- **Instructions**
A. In the Earth Day post about marsh pollution, why did the author take the photos of pollution? Answer in one to three sentences.
B. Using the Earth Day post about marsh pollution, mark each statement yes or no and quote the words of the post that decide it: (i) The sonnet is a form the author had often explored before. (ii) The photos came from a walk on marsh trails in the author's city. (iii) The photos shown are the pretty ones of the wildlife in the marsh.
C. Carry on the Earth Day post about marsh pollution past its last sentence.

Earth Day 2018: The Unintended Legacy Of Pollution
By CS Sherin
April 22, 2018
updated April 27, 2018
Over on my website, WildClover.org, I have been posting weekly summaries of my daily poetry in honor of poetry month. Today, Earth Day converged with that practice, and it resulted in a poem for Earth Day in the form of a sonnet (a format I haven’t really explored before), and photos from our walk on the marsh trails in our city today. The photos are not the pretty ones I took of all the life teeming there. Rather they were photos I took out of frustration at seeing pollution in the marsh in places that I could not easily reach, or could not reach at all in any way. I realized that documenting this pollution is as important as documenting all the diversity of wildlife that depend on the marshes and surrounding ecosystems.

- **Stored records**
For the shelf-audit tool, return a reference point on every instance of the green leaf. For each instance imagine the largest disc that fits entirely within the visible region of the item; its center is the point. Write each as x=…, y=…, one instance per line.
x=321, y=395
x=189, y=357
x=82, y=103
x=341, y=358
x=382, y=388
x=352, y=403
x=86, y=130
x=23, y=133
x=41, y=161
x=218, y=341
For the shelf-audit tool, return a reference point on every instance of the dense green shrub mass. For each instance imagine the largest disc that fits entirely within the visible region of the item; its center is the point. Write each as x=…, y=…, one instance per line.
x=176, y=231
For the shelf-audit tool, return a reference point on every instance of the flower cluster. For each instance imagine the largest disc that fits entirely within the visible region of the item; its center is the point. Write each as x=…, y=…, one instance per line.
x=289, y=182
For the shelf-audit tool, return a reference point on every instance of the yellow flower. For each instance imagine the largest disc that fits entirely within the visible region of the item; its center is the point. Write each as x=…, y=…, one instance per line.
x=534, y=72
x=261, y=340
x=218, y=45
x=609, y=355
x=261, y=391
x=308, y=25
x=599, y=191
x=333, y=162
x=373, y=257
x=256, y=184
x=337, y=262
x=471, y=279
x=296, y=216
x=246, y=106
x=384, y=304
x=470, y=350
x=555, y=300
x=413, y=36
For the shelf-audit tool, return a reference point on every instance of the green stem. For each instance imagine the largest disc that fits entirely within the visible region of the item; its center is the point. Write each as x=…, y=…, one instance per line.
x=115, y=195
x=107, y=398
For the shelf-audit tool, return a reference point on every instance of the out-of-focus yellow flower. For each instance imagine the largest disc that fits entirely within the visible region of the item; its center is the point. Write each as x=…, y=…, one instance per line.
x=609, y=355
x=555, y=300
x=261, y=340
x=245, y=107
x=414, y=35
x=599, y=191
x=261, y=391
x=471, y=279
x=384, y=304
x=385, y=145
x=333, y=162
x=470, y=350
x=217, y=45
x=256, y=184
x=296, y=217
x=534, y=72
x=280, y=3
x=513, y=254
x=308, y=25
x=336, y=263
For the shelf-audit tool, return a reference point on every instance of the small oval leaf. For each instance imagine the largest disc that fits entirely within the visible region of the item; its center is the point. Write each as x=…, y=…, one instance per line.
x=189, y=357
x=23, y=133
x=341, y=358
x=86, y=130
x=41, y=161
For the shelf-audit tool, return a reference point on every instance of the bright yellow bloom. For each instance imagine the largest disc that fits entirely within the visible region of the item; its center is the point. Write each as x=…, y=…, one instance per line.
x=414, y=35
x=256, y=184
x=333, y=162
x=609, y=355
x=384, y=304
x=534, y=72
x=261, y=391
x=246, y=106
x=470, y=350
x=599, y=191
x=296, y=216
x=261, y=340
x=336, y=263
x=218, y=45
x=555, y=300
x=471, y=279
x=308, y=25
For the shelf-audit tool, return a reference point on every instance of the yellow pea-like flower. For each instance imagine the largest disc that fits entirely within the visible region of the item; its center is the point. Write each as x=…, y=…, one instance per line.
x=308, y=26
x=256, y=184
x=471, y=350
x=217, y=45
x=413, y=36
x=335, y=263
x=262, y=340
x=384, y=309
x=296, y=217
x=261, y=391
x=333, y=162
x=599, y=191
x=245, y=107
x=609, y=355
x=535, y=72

...

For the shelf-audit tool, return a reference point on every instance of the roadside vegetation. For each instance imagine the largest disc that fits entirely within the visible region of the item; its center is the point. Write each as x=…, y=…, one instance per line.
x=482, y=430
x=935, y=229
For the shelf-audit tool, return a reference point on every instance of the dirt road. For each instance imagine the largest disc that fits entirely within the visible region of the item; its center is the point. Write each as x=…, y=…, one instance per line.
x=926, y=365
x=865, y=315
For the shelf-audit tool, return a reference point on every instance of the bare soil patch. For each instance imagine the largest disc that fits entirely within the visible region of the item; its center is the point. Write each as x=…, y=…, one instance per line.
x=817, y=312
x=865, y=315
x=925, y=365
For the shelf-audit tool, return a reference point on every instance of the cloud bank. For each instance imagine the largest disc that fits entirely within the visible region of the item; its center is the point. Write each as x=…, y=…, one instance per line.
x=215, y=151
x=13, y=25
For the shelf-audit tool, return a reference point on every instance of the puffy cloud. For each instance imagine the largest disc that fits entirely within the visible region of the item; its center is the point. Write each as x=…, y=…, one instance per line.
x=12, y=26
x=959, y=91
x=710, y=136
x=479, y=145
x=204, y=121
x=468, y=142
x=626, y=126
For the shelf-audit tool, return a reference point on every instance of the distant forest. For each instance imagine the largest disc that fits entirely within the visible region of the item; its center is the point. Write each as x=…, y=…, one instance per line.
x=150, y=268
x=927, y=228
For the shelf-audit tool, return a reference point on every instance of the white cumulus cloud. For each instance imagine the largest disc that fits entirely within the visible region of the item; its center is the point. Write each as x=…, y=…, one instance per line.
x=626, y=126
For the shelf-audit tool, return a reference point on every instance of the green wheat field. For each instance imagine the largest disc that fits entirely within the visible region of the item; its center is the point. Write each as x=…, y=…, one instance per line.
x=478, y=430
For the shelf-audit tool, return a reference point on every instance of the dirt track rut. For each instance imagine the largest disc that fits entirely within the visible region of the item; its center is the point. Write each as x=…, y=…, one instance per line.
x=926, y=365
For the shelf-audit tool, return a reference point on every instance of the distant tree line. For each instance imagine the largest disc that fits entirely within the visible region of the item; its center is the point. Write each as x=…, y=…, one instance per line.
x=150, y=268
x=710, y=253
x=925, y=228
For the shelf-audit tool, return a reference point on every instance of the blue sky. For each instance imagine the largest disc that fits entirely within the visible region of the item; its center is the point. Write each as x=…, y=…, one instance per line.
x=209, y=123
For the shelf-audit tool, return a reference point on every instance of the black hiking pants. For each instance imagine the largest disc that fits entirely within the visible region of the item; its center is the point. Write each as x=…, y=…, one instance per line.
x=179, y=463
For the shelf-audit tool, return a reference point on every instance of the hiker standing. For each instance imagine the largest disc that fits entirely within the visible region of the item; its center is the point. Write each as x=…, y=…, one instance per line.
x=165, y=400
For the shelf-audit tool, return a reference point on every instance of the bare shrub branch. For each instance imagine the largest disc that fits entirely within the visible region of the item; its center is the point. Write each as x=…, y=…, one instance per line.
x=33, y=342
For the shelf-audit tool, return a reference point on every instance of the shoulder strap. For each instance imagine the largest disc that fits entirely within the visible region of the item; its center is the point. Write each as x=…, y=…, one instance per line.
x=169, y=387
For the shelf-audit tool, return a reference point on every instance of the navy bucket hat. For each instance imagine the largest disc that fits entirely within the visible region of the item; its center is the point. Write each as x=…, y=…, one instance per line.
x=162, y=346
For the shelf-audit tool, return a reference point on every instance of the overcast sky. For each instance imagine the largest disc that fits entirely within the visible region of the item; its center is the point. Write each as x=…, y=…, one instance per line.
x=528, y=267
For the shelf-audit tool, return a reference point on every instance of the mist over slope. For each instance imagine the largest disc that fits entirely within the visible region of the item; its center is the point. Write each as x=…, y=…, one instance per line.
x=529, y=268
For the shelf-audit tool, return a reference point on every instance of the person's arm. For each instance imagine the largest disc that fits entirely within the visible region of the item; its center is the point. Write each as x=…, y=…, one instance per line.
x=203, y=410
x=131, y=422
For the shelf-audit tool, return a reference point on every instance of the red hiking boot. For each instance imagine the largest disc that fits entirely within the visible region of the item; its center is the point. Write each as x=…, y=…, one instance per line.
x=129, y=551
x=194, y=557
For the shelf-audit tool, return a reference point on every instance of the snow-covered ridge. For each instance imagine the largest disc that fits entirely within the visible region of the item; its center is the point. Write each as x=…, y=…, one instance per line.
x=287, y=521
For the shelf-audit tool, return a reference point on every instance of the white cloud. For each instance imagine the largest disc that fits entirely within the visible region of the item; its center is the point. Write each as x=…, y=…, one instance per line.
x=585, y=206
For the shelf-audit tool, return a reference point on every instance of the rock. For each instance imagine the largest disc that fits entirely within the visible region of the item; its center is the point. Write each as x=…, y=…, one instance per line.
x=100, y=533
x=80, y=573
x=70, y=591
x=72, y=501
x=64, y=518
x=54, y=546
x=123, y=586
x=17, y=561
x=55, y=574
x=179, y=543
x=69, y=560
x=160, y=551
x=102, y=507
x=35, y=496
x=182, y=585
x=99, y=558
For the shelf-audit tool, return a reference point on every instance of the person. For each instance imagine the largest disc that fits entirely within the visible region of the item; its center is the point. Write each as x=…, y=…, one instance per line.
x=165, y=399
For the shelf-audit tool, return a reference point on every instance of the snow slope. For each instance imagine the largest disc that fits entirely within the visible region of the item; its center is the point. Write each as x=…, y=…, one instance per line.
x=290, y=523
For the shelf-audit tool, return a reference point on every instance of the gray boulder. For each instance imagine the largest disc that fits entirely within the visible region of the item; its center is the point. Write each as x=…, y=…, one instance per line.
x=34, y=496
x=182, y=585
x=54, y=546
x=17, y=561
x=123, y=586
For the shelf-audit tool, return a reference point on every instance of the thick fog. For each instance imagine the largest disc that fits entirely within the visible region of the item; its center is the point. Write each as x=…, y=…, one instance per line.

- **Responses to the exercise**
A. The author took them out of frustration at seeing pollution in the marsh in places that were hard or impossible to reach. The author then realized that documenting this pollution is as important as documenting the wildlife that depends on the marshes and surrounding ecosystems.

B.
(i) No: "a format I haven’t really explored before"
(ii) Yes: "photos from our walk on the marsh trails in our city today"
(iii) No: "The photos are not the pretty ones I took of all the life teeming there."

C.
While at the marsh trails, I took a photo of one of the educational stands there. This one, in the featured photo and in the photos below, educates about the “unintended legacy of pollution” in the form of lead bullets used by the local gun club from the 1920s till the early 1960s. That legacy is a perfect example of what we deal with on so many levels with the unintended consequences of consumerism, waste, single-use mindset, and so on. Along with this, we must build up our hearts and strength of mind to peacefully go forward to actively work for a more sustainable present and future.We do this with self-care and creativity. At least, that is what I do. 😉
The Good News: We all need to work together to make things better and brighter. Next Saturday morning I will be joining Friends of the Marsh in cleaning up the marsh! That is something to look forward to! 🙂
April 22, Earth Day 2018
Over twenty years ago, I walked the graveled marsh trails alone.
Today the paved marsh trails were teeming with people and each phone.
People with big cameras waited to capture the beauty there.
Wood ducks, coots, great blue herons, geese, teals, egrets, and turtles fair.
Earth day for some means a business ploy.
Or to enjoy being out in Nature spotting birds so coy.
As we walked past countless active people, I saw beyond the brambles to down below,
so much garbage—styrofoam, plastic, and an entire garbage can in the water’s flow.
I looked with frustration as it was out of my reach.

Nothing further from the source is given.